Toy function fitting
====================

``miniff`` is built around the idea of using neural-network fits to describe
inter-atomic interactions. This is done in three basic steps:

1. constructing the dataset;
2. fitting the data (= finding optimal map parameters);
3. using the fit.

This tutorial demonstrates the first two steps in the context of simple scalar
function fitting. We will pick a function and will try to perform a
least-squares fit. Then, we will repeat the procedure with the help of
``miniff.ml`` and ``miniff.ml_util`` modules to introduce the key concepts of
dataset construction and fitting in ``miniff``.

The toy problem
---------------

Neural-network fitting is useful for interpolating black-box functions which
otherwise require intensive computations. For pedagogical reasons, let us
instead try to fit a simple analytic function defined for positive ``r`` and
resembling some features of realistic interatomic potentials:

.. math::

    f \left ( r \right ) = \left ( r^2 - r + 1 \right ) e^{-r}.

Let's first plot the function:

.. jupyter-execute::

    import numpy as np
    from matplotlib import pyplot

    def f(r):
        return (r ** 2 - r + 1) * np.exp(-r)

    r = np.linspace(0.1, 10, 100)
    f_r = f(r)
    pyplot.plot(r, f_r)

The function has two extrema at ``r = 1, 2`` and decays rapidly: these are
the features which we will attempt to reproduce.

When fitting, we only have access to discretized sampling values ``f_r``,
but not to the functional form ``f(r)``. In principle, we may still use
``f(r)`` as a black box to produce more sampling points but we consider this
operation to be computationally expensive, thus, to only be used *before*
the fitting.

_Extracted data_
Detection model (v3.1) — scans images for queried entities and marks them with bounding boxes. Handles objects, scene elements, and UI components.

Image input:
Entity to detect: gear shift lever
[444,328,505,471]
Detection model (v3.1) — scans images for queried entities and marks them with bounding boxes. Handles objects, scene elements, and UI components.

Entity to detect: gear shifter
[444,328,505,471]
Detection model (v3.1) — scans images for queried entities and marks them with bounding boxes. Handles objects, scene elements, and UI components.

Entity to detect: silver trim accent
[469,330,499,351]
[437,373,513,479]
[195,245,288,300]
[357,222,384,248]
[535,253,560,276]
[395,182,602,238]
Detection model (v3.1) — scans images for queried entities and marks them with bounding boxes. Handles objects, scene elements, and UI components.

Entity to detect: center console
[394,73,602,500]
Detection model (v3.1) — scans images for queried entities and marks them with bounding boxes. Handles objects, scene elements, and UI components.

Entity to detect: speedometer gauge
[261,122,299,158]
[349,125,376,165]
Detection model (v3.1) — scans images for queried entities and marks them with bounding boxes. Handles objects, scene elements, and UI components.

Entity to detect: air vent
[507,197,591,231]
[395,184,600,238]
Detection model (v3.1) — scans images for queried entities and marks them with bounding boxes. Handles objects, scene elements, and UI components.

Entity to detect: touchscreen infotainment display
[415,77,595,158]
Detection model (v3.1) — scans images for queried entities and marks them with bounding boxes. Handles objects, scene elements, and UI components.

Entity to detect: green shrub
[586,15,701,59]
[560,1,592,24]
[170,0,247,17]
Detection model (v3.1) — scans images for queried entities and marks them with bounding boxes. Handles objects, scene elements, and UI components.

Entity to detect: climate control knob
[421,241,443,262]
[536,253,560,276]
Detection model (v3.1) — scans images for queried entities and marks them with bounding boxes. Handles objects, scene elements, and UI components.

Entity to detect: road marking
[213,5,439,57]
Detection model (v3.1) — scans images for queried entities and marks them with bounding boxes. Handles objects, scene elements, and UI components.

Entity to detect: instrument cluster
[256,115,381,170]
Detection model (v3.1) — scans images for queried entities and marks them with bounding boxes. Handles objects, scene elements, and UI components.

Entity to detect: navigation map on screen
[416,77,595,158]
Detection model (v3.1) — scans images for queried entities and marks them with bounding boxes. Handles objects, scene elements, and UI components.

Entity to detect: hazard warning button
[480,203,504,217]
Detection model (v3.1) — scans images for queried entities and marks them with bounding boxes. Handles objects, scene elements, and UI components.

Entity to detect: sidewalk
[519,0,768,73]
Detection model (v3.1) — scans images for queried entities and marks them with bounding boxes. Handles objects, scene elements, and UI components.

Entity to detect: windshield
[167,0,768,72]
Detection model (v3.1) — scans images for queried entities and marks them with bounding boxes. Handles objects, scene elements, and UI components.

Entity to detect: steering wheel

_The tasks_
**a.** In the toy function fitting tutorial, at which values of r does the function have its two extrema?
**b.** Translate this sentence from the toy function fitting tutorial into Spanish: "Neural-network fitting is useful for interpolating black-box functions which otherwise require intensive computations."

_Solutions by task_
**a.** At r = 1 and r = 2.

**b.** El ajuste con redes neuronales es útil para interpolar funciones de caja negra que, de otro modo, requieren cálculos intensivos.